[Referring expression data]
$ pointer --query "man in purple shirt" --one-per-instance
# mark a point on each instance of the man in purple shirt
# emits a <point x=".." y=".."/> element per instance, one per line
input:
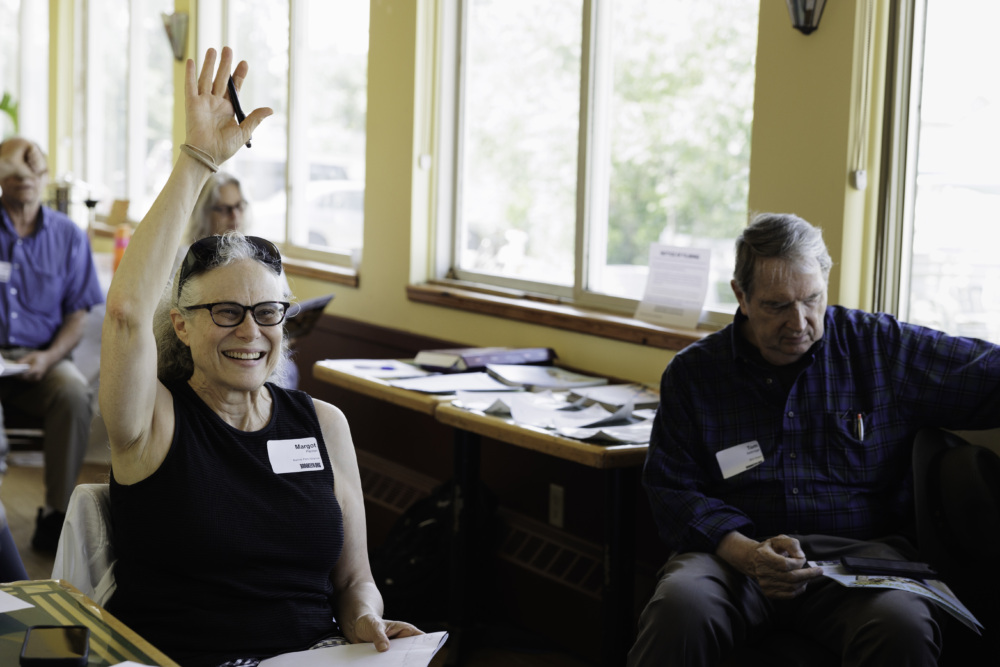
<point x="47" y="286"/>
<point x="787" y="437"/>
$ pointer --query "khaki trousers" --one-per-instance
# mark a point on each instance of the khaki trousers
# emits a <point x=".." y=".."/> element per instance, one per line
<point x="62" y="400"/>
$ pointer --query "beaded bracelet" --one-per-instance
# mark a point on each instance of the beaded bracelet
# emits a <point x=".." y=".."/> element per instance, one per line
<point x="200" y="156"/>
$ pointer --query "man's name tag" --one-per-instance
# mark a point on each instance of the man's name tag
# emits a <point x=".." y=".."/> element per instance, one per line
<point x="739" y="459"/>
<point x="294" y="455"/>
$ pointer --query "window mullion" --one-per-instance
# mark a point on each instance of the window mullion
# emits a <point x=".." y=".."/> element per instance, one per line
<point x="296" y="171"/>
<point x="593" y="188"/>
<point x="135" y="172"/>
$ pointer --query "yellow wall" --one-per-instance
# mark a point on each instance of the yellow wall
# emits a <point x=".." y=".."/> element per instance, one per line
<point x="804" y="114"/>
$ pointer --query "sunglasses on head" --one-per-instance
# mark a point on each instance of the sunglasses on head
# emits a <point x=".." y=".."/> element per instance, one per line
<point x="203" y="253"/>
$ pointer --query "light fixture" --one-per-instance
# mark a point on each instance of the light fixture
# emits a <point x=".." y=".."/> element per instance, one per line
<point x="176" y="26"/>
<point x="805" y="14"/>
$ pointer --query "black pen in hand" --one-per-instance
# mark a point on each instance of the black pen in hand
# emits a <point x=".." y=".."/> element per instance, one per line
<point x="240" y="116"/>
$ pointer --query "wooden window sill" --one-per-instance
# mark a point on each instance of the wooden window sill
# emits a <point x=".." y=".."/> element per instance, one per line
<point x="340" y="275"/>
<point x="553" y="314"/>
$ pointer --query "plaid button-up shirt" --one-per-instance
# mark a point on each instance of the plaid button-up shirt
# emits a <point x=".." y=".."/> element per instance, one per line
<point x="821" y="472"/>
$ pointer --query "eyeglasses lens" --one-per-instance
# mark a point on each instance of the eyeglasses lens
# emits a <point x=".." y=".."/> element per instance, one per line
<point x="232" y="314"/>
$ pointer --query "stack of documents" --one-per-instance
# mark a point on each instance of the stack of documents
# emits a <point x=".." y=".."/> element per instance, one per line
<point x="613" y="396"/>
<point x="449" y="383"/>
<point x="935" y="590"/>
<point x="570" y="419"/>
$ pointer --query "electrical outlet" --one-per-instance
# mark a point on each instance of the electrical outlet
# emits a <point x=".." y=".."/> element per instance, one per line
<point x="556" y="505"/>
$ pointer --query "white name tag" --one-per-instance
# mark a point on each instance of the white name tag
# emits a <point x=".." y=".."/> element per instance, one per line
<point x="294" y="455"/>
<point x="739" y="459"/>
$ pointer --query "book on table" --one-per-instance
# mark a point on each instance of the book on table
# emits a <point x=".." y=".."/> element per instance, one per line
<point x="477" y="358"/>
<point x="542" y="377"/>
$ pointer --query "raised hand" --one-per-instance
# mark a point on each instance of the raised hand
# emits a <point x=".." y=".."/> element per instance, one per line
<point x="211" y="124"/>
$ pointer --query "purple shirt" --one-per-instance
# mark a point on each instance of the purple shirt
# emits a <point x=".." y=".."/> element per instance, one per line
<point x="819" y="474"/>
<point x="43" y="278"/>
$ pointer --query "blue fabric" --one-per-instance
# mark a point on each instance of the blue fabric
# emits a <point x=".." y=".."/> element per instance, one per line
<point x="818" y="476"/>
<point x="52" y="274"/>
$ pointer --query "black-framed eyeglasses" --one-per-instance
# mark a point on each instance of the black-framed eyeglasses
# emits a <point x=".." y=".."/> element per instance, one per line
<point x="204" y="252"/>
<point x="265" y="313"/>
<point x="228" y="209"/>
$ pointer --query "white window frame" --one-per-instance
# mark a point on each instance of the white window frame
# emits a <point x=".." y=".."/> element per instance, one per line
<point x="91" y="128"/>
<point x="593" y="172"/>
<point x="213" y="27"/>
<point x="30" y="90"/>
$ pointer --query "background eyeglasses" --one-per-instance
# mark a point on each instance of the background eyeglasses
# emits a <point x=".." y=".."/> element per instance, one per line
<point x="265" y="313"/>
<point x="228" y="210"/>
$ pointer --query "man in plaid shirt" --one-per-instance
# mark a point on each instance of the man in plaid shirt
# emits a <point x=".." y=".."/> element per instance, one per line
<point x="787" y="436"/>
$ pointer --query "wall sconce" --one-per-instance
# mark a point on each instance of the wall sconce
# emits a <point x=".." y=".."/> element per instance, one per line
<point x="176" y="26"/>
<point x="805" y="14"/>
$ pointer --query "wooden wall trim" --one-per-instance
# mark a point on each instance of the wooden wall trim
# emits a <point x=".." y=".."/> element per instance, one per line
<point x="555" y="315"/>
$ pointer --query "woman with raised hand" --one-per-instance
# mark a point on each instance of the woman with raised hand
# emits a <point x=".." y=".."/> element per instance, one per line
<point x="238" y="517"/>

» **Work instructions**
Retype every entry verbatim and exclude the pictures from the copy.

» **Task result**
$ pointer --query "man in purple shirt" --one-per-instance
# mark a point on each instance of the man in purple shirt
# emits a <point x=".." y=".."/> element per instance, one per line
input:
<point x="47" y="286"/>
<point x="787" y="437"/>
$ pointer --query "khaki trousers" --one-per-instance
# mark a point on each instance of the khaki trousers
# emits a <point x=".." y=".."/> element per instance, one per line
<point x="62" y="400"/>
$ pointer --query "beaded bracelet" --one-per-instance
# mark a point on each instance of the beaded bracelet
# emits a <point x=".." y=".."/> element per instance, one per line
<point x="200" y="156"/>
$ pointer --query "man's name tag" --one-per-instance
# mark a point on each instance of the man's name tag
# emits a <point x=".." y=".."/> element per instance, one per line
<point x="739" y="459"/>
<point x="294" y="455"/>
$ pointer --query "window mullion" --one-per-instance
# mark a point on each instance of the window mullion
# emits a <point x=".." y=".."/> element per instance, one per line
<point x="296" y="171"/>
<point x="593" y="188"/>
<point x="135" y="172"/>
$ pointer --query "yellow wall" --one-per-instance
# mark a point on each instance of the yellow wall
# emits a <point x=".." y=".."/> element per instance, one per line
<point x="804" y="114"/>
$ pointer --query "sunglasses on head" --one-per-instance
# mark a point on each instance of the sunglasses on head
# emits a <point x=".." y=".."/> element per instance, one per line
<point x="203" y="253"/>
$ pointer --query "light fixture" --one-per-instance
# mark a point on each instance of the light fixture
# emits a <point x=".." y=".."/> element per instance, one per line
<point x="176" y="26"/>
<point x="805" y="14"/>
$ pointer --query "black pen in hand" --one-per-instance
# mark a point on each instance of the black pen in hand
# emits a <point x=".." y=".."/> element per instance, one per line
<point x="240" y="116"/>
$ pointer --query "wooden window sill" --one-per-instance
# mark a point on each instance of the wooden window sill
# emits a <point x=".." y=".."/> element per instance, one per line
<point x="340" y="275"/>
<point x="553" y="314"/>
$ pointer --query "plaid button-up shirt" --one-per-instance
# mark a point on each instance of the plaid button-up shirt
# emits a <point x=".." y=".."/> element per instance, one per line
<point x="821" y="472"/>
$ pointer --query "eyeglasses lens" --one-per-instance
# mark a point on each instance of the eyeglasses lens
# emits a <point x=".." y=".."/> element per instance, one per line
<point x="232" y="314"/>
$ pointer --query "stack of documents" --one-per-instance
# mark a point on each instance of the stack of documents
# emits a <point x=".." y=".."/> element per instance, one per line
<point x="613" y="396"/>
<point x="449" y="383"/>
<point x="935" y="590"/>
<point x="570" y="419"/>
$ pointer --query "electrical outlet" --one-per-instance
# mark a point on each instance of the electrical outlet
# emits a <point x=".." y=".."/> element per instance, one per line
<point x="556" y="505"/>
$ pointer --query "white name tag" --one-per-instance
# mark a point on each instance of the white name tag
# emits a <point x=".." y=".."/> element per instance, one per line
<point x="294" y="455"/>
<point x="739" y="459"/>
$ pointer --query "book on table" --one-per-instance
# mark a point on each instance of the book on table
# emits a <point x=".." y=".."/> element per instance, one per line
<point x="477" y="358"/>
<point x="542" y="377"/>
$ pointer --query "raised hand" --one-per-instance
# mark a point on each instance of the raised hand
# emits a <point x=".." y=".."/> element per instance, one per line
<point x="211" y="124"/>
$ pointer --query "purple shirt" --one-per-instance
# mark a point on each instance of the purple shirt
# emits a <point x=".." y=".."/> element per instance, one per line
<point x="819" y="474"/>
<point x="43" y="278"/>
$ pointer --query "blue fabric" --one-per-instance
# mark a point on each instance of the blue fabric
# emits a <point x=".." y=".."/> element per instance, one per line
<point x="818" y="476"/>
<point x="52" y="274"/>
$ pointer --query "black-framed eyeglasses" --one-per-instance
# mark a point on each instance of the black-framed eyeglasses
# emits a <point x=".." y=".."/> element per instance, one per line
<point x="204" y="252"/>
<point x="265" y="313"/>
<point x="228" y="209"/>
$ pointer --query "white window frame" --one-per-instance
# mark a point on each instance of the white window frame
# emits a <point x=".." y=".."/> element per instance, one per line
<point x="91" y="128"/>
<point x="593" y="172"/>
<point x="213" y="27"/>
<point x="30" y="90"/>
$ pointer --query "background eyeglasses" --one-per-instance
# mark a point on each instance of the background eyeglasses
# emits a <point x=".." y=".."/> element per instance, one per line
<point x="265" y="313"/>
<point x="228" y="210"/>
$ pointer --query "man in plaid shirt" --one-per-instance
# mark a point on each instance of the man in plaid shirt
# emits a <point x=".." y=".."/> element per instance, one per line
<point x="787" y="436"/>
$ pointer --query "wall sconce" --one-per-instance
# mark a point on each instance of the wall sconce
# emits a <point x=".." y=".."/> element per instance, one per line
<point x="176" y="26"/>
<point x="805" y="14"/>
$ pointer --query "wooden wall trim" --one-per-instance
# mark a point on each instance of the wooden wall trim
# emits a <point x=".." y=".."/> element per instance, one per line
<point x="555" y="315"/>
$ pointer --query "woman with raised hand" --one-per-instance
# mark a point on each instance of the woman with raised hand
# emits a <point x=".." y=".."/> element per instance, one per line
<point x="238" y="517"/>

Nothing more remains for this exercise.